--- Aim ---
Please replace "microphone" with "handheld microphone" throughout the rows that follow, starting at the line that has "of the microphone" and stopping after the line that has "M 147 130 L". Leave everything else unchanged and return only those lines.

(Records from a dataset)
-.-.-

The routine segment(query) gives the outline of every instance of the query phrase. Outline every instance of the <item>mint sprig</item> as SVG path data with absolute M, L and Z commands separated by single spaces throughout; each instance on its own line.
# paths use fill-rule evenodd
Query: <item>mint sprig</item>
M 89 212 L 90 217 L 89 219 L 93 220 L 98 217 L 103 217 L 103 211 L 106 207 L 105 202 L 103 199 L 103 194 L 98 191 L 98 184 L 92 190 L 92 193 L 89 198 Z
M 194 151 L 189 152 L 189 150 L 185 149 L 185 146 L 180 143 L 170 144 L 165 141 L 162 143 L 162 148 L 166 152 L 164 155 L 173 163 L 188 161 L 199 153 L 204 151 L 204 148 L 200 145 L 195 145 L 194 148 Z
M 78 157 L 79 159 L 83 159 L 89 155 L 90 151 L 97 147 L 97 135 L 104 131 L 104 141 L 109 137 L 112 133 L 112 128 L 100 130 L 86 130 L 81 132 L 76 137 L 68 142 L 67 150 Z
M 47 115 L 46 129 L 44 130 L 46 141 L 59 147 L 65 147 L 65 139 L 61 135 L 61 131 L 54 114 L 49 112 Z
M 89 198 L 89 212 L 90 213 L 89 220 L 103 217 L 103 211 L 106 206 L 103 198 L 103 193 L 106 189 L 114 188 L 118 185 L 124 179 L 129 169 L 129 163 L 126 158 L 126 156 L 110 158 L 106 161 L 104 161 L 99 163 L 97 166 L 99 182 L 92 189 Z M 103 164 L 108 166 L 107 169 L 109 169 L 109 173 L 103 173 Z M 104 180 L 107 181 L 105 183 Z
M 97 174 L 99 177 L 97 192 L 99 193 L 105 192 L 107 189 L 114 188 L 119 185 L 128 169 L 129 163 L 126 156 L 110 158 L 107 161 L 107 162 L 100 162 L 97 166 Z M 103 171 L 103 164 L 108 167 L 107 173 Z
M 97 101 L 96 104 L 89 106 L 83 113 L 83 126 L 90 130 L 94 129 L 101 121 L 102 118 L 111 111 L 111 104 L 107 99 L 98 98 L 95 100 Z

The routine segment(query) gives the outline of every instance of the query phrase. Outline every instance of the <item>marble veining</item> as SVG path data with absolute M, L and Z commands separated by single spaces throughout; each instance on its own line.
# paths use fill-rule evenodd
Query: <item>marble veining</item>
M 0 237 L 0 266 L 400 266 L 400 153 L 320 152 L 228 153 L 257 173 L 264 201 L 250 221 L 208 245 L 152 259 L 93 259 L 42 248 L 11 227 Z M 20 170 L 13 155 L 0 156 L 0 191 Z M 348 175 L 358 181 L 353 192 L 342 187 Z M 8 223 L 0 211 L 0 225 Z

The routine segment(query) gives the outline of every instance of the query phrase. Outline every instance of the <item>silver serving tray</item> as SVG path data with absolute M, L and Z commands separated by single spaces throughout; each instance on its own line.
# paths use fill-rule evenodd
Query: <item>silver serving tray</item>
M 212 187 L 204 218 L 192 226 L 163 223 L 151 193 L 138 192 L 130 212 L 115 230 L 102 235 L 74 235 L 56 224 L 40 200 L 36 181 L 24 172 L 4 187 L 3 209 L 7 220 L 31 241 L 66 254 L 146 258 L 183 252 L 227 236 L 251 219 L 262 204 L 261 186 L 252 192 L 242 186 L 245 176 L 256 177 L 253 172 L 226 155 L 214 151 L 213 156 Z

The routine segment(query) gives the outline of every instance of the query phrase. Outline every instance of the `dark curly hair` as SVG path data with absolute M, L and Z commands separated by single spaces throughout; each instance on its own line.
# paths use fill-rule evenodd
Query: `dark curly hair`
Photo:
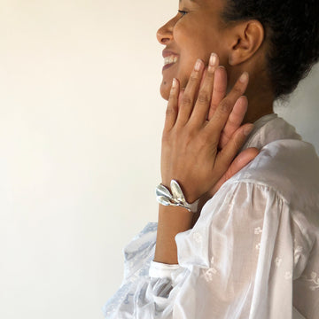
M 270 44 L 268 72 L 276 98 L 292 92 L 319 59 L 319 0 L 225 0 L 226 23 L 257 19 Z

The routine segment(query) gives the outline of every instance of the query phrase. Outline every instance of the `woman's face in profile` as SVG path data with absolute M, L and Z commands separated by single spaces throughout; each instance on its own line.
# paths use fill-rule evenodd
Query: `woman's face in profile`
M 181 88 L 187 84 L 197 58 L 208 62 L 212 52 L 225 64 L 227 28 L 222 27 L 220 18 L 222 0 L 180 0 L 179 12 L 161 27 L 157 38 L 165 45 L 164 67 L 160 94 L 168 99 L 173 78 Z

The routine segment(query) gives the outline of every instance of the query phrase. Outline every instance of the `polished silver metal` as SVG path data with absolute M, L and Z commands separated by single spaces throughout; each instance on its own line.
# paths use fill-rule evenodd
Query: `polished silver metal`
M 172 193 L 163 184 L 160 184 L 156 188 L 157 201 L 164 206 L 181 206 L 191 213 L 196 213 L 198 207 L 199 199 L 190 204 L 186 201 L 181 186 L 175 180 L 171 181 L 170 186 Z

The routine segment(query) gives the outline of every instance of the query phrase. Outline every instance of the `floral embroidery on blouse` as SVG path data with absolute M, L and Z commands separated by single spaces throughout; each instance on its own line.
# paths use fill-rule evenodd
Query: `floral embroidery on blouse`
M 319 288 L 319 277 L 317 273 L 313 271 L 310 275 L 310 278 L 308 278 L 307 276 L 303 276 L 302 278 L 306 279 L 306 281 L 308 281 L 310 283 L 313 283 L 312 285 L 309 286 L 309 289 L 313 292 L 315 292 L 316 289 Z
M 284 279 L 289 280 L 292 278 L 292 274 L 290 271 L 284 273 Z
M 207 283 L 213 281 L 214 276 L 217 274 L 217 269 L 213 267 L 214 262 L 214 257 L 213 256 L 211 259 L 212 268 L 208 268 L 206 271 L 204 272 L 204 278 Z
M 276 257 L 276 260 L 275 260 L 276 266 L 277 268 L 279 268 L 280 265 L 281 265 L 281 263 L 282 263 L 282 261 L 283 261 L 283 260 L 282 260 L 281 258 Z
M 203 237 L 198 232 L 193 233 L 193 238 L 198 244 L 201 244 L 203 240 Z
M 261 234 L 261 233 L 262 233 L 262 230 L 261 230 L 261 227 L 256 227 L 256 228 L 254 229 L 254 234 L 255 234 L 255 235 L 260 235 L 260 234 Z

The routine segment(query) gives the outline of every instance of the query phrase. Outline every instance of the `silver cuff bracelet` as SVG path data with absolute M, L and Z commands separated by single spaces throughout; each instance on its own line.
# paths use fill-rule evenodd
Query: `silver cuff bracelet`
M 185 199 L 180 185 L 175 180 L 171 181 L 170 186 L 172 193 L 163 184 L 160 184 L 156 188 L 157 201 L 164 206 L 181 206 L 191 213 L 196 213 L 199 199 L 194 201 L 192 204 L 189 204 Z

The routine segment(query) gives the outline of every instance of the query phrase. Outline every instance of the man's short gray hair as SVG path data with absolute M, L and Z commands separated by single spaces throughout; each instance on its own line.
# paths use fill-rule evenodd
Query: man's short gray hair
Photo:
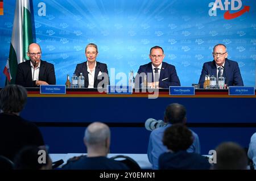
M 88 145 L 105 144 L 105 141 L 110 136 L 109 127 L 102 123 L 94 122 L 90 124 L 85 130 L 84 139 Z

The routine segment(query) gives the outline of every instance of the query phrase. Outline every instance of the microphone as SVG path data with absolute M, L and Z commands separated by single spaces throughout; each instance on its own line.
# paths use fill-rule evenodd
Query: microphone
M 32 61 L 31 61 L 32 62 Z M 33 64 L 33 62 L 32 62 L 32 64 L 34 65 L 34 71 L 33 71 L 33 78 L 32 78 L 32 81 L 34 81 L 34 76 L 35 75 L 35 66 L 36 65 L 36 61 L 35 61 L 35 63 Z
M 147 130 L 152 131 L 154 129 L 163 127 L 167 125 L 163 120 L 156 120 L 153 118 L 148 118 L 145 122 L 145 128 Z

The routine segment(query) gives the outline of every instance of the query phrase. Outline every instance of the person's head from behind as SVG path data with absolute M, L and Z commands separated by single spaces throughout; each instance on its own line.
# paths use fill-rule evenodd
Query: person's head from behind
M 16 170 L 51 170 L 52 164 L 47 151 L 36 146 L 23 148 L 14 158 Z
M 186 108 L 183 105 L 172 103 L 166 107 L 164 112 L 165 122 L 185 124 L 186 121 Z
M 0 91 L 1 112 L 19 115 L 27 102 L 27 92 L 23 87 L 10 85 Z
M 247 157 L 245 150 L 238 144 L 226 142 L 219 145 L 216 149 L 216 163 L 214 170 L 246 170 Z
M 193 143 L 191 131 L 182 124 L 174 124 L 167 128 L 163 137 L 163 144 L 174 152 L 184 151 Z
M 90 63 L 94 62 L 98 55 L 98 47 L 94 43 L 89 43 L 85 47 L 85 56 Z
M 102 123 L 94 122 L 85 130 L 84 142 L 88 157 L 106 156 L 110 145 L 110 130 Z

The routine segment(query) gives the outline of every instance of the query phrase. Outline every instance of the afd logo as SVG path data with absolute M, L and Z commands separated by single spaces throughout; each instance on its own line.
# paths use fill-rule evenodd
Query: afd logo
M 245 48 L 242 46 L 239 46 L 237 47 L 237 50 L 238 50 L 239 52 L 242 52 L 245 50 Z
M 82 49 L 82 48 L 80 46 L 74 46 L 74 49 L 76 50 L 76 51 L 80 51 Z
M 168 27 L 171 28 L 171 30 L 175 29 L 177 28 L 177 26 L 175 24 L 169 24 Z
M 157 36 L 161 36 L 163 35 L 163 33 L 161 31 L 156 31 L 155 32 L 155 35 L 156 35 Z
M 66 43 L 67 43 L 68 42 L 68 40 L 67 39 L 61 39 L 60 40 L 60 42 L 61 42 L 63 44 L 65 44 Z
M 169 54 L 168 56 L 168 58 L 171 59 L 171 60 L 174 60 L 176 58 L 177 58 L 177 56 L 174 54 Z
M 53 45 L 47 45 L 46 49 L 49 49 L 49 51 L 52 51 L 55 49 L 55 47 Z
M 76 34 L 76 36 L 80 36 L 82 34 L 82 32 L 80 30 L 74 30 L 73 33 Z
M 150 27 L 150 26 L 147 23 L 142 23 L 141 26 L 144 30 L 147 30 Z
M 52 36 L 52 35 L 53 35 L 54 34 L 55 34 L 55 32 L 52 30 L 47 30 L 46 31 L 46 33 L 49 34 L 49 36 Z
M 182 46 L 181 50 L 184 50 L 184 52 L 188 52 L 190 50 L 191 48 L 188 46 Z
M 196 39 L 196 43 L 197 43 L 199 45 L 201 45 L 204 43 L 204 41 L 202 39 Z
M 196 54 L 195 58 L 197 58 L 198 60 L 204 58 L 204 56 L 201 54 Z
M 174 45 L 177 43 L 177 41 L 176 41 L 175 39 L 169 39 L 168 40 L 168 42 L 170 43 L 171 45 Z
M 226 45 L 228 45 L 230 44 L 232 41 L 230 39 L 224 39 L 223 43 L 224 43 Z
M 141 40 L 141 43 L 143 43 L 144 45 L 146 45 L 150 43 L 150 41 L 148 39 L 142 39 Z
M 224 13 L 224 19 L 232 19 L 241 16 L 246 12 L 249 12 L 250 6 L 242 6 L 241 0 L 225 0 L 224 5 L 221 0 L 216 0 L 209 3 L 208 7 L 211 7 L 209 10 L 209 15 L 210 16 L 217 16 L 217 9 L 221 11 L 226 11 Z M 236 12 L 231 13 L 230 10 L 238 11 Z M 239 10 L 239 11 L 238 11 Z
M 239 35 L 239 36 L 243 36 L 245 35 L 246 35 L 246 33 L 243 31 L 237 31 L 237 34 Z
M 61 23 L 60 24 L 60 26 L 62 27 L 63 28 L 65 29 L 67 27 L 68 27 L 68 24 L 66 23 Z
M 191 35 L 190 32 L 189 32 L 188 31 L 183 31 L 181 34 L 183 35 L 184 35 L 184 36 L 189 36 L 190 35 Z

-.-.-

--- Full response ---
The routine segment(query) gives the outline of every instance of the query phrase. Outline every instance of the handheld microphone as SVG path data with absolute M, L and Z commands separated by single spaces throughout; each instance on its own line.
# paths use fill-rule evenodd
Query: handheld microphone
M 32 61 L 31 61 L 32 62 Z M 33 64 L 33 62 L 32 62 L 32 64 L 34 65 L 34 71 L 33 71 L 33 78 L 32 78 L 32 81 L 34 81 L 34 76 L 35 75 L 35 66 L 36 65 L 36 61 L 35 61 L 35 63 Z
M 147 130 L 152 131 L 154 129 L 163 127 L 167 125 L 163 120 L 156 120 L 153 118 L 148 118 L 145 122 L 145 128 Z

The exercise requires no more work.